# Set problem
Please recast the lines of the items as a numbered list, leaving out any blank lines. Include only the part that runs from the line containing "Reviewer note: confirm that every instance of the vegetation" through the end of the items, with both ends included.

-- START OF Dataset records --

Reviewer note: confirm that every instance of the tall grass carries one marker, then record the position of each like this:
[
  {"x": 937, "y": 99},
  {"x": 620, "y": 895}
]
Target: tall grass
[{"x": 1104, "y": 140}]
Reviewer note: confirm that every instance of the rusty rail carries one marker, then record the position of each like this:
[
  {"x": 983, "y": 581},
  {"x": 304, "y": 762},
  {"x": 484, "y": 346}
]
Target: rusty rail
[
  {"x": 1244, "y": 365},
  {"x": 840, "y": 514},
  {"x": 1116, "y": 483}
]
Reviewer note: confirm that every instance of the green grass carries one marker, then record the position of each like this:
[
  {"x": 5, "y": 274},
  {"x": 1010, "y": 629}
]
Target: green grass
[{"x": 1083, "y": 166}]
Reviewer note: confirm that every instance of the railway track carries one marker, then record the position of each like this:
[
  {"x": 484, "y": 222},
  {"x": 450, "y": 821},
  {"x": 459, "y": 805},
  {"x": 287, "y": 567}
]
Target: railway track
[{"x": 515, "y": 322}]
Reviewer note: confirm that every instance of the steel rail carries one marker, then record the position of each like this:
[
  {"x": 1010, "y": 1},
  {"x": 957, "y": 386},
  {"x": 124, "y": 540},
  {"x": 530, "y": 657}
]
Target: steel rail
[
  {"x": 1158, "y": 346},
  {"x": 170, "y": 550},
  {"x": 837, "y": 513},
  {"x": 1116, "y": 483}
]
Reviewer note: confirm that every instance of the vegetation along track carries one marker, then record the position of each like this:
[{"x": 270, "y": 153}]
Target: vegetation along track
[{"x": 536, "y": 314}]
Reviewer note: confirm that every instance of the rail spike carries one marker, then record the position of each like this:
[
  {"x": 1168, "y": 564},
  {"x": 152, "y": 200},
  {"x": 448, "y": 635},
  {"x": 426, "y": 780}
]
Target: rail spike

-- END OF Dataset records --

# Task solution
1. Reviewer note: confirm that every instance of the vegetation along track carries one marker, then record the position of each like this:
2. [{"x": 270, "y": 153}]
3. Target: vegetation along track
4. [{"x": 536, "y": 314}]
5. Reviewer note: confirm that every instance of the rail spike carries one marker, then record the position of each like this:
6. [
7.   {"x": 1168, "y": 564},
8.   {"x": 152, "y": 200},
9.   {"x": 448, "y": 635},
10.   {"x": 426, "y": 780}
11. ]
12. Target: rail spike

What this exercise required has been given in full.